» SOURCE EXCERPT
'''

The Education through Podcasting (EPOD) Conference, a collaborative effort between Keele University, York St John University, and Morley College, launched its inaugural event on Wednesday, June 19th, and Thursday, June 20th, 2024. Sponsored by Broadcast Radio, HHB, and Routledge, the conference was held at Morley College’s Waterloo Campus in Central London, coinciding with the 5th anniversary of Morley Radio, the College’s radio station, which offered tours of its impressive facilities.

The conference focused on the exploration of podcasting from an educational perspective, bringing together a diverse range of disciplines and viewpoints. Key themes included podcasting as a learning environment, new audio developments and their influence on the podcasting space, and future directions for the podcasting industry. Notable keynote speakers were Nicole Logan from Reduced Listening, Sandy Warr from City, University of London, and Mark Steadman, a creative mentor and podcaster (and proud Birmingham City University alumnus).

I contributed a paper titled “Podcasting as a Tool for Internationalisation: Past Case Studies and Future Opportunities,” which examined podcasting as an efficient, cost-effective, and engaging way to provide students with cross-cultural experiences. The paper began by exploring the origins of educational radio, its use in distance learning, and its influence on the production of educational podcasts. I presented case studies profiling several international projects, demonstrating how radio and podcasting can develop collaborative, practice-based learning initiatives. Through audio excerpts, I showed how these initiatives encourage interactions between students from different academic institutions and countries, delivering practical skills while fostering a global mindset.

'''

» DATA EXTRACT
'''

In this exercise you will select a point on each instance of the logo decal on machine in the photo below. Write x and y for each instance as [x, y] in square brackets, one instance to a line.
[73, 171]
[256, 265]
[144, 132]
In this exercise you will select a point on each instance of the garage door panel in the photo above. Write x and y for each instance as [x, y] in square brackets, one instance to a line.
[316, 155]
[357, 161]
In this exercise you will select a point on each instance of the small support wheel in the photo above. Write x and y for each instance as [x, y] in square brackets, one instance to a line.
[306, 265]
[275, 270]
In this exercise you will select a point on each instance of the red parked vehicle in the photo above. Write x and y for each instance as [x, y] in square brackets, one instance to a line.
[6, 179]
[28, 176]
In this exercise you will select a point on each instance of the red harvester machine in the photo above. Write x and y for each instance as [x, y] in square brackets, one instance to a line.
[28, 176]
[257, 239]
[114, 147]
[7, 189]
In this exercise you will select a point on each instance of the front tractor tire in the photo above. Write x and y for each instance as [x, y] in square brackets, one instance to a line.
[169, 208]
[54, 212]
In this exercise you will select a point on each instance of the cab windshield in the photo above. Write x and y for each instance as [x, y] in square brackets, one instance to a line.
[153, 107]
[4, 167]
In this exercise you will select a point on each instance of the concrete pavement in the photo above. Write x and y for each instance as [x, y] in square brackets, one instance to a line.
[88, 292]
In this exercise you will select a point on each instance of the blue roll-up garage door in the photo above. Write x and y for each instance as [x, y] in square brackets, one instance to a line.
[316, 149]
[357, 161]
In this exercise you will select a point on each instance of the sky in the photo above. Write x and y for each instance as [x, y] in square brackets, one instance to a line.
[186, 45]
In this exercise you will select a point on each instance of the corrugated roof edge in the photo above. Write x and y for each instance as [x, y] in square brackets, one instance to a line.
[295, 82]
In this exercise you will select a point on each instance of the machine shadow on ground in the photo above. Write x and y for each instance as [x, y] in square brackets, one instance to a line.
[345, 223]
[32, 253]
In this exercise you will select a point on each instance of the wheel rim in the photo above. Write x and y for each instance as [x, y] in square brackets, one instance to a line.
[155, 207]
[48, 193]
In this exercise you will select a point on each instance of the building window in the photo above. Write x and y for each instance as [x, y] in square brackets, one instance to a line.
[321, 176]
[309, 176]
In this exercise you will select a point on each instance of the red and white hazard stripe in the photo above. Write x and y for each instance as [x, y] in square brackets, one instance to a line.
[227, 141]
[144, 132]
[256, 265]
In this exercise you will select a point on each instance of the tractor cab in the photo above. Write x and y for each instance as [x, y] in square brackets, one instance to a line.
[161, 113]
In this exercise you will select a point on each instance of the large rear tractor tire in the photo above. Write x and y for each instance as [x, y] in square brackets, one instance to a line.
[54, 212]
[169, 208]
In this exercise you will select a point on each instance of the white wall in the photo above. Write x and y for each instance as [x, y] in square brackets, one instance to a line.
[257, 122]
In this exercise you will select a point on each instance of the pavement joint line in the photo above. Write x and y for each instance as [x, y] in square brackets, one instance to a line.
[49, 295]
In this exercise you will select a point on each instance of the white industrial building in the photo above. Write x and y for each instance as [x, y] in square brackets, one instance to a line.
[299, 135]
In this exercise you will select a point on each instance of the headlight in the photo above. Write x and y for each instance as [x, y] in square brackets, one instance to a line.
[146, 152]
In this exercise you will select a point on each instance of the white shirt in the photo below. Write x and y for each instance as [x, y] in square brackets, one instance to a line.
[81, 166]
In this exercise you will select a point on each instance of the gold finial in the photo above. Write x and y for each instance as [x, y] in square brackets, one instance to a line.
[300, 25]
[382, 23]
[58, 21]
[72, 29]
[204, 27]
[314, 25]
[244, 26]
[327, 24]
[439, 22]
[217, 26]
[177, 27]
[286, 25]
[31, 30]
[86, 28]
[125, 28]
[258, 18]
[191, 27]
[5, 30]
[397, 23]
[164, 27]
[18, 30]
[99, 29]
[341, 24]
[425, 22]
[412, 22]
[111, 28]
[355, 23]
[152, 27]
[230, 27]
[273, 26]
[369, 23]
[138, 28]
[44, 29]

'''

» WRITTEN TASK
Resume the account of the podcasting conference from the point where it stops. The items have nothing to do with this.

» RESPONSE
Today’s students live in a global economy that requires “employability and life skills, knowledge, attitudes, and the ability to live and work across borders and within different cultural contexts; in effect, to become global citizens” (Atkin et al., 2015, p. 3). Student exchange schemes can be an effective way to deliver these attributes. However, the Universities UK Group reports a significant decline in UK students participating in exchange/study abroad schemes in recent years. My paper discussed how podcasting could potentially serve as an affordable alternative, enhancing the internationalisation of HE curricula and delivering meaningful learning outcomes.

As Swiatek (2018) notes, podcasts can create multi-social relationships that “cross socio-cultural boundaries, as well as international time and distance divides” (p.180). This was demonstrated by the work of Chudová and Kallus (2022), who profiled a collaborative podcast project between Masaryk University in the Czech Republic and a partner university in Poland. Students created 15-minute recordings, including group presentations, panel discussions, or expert interviews, which were then used to produce a series of transnational podcasts. These podcasts encouraged clear and effective communication while building valuable soft and hard skills, such as time management, research, attention to detail, presentation, leadership, team roles, and practical media recording and editing abilities.

Although the presentation was primarily pedagogically focused, certain elements were informed by my past research for BCMCR’s “Media and Place” cluster, which examined audience interactions and the local/global reach of podcasting and terrestrial radio. It also provided a useful foundation for a practice-based research project I’m currently developing. Proceedings from the conference will be published by Routledge in 2025.

I’m grateful for the hard work of the EPOD Founding Committee: Professor Carola Boehm from the University of Staffordshire, Tim Canfer from Keele University, Camilo Salazar from Morley College London, and Associate Professors Russ Hepworth-Sawyer and Mark Marrington from York St John University. Based on the initial success of the conference, I am hopeful it will become a regular event.

 

 

Atkin, C. Rose, A. John Sharp, J. Hill, Y. Adams, K. Sayers, R. (2015), Internationalising the curriculum: a developmental resource for initiating transformational

Chudová, K. Kallus, C. (2022 Developing Creativity, Soft Skills and Skills for Life through International Podcasting, Erasmus INCOLLAB Project.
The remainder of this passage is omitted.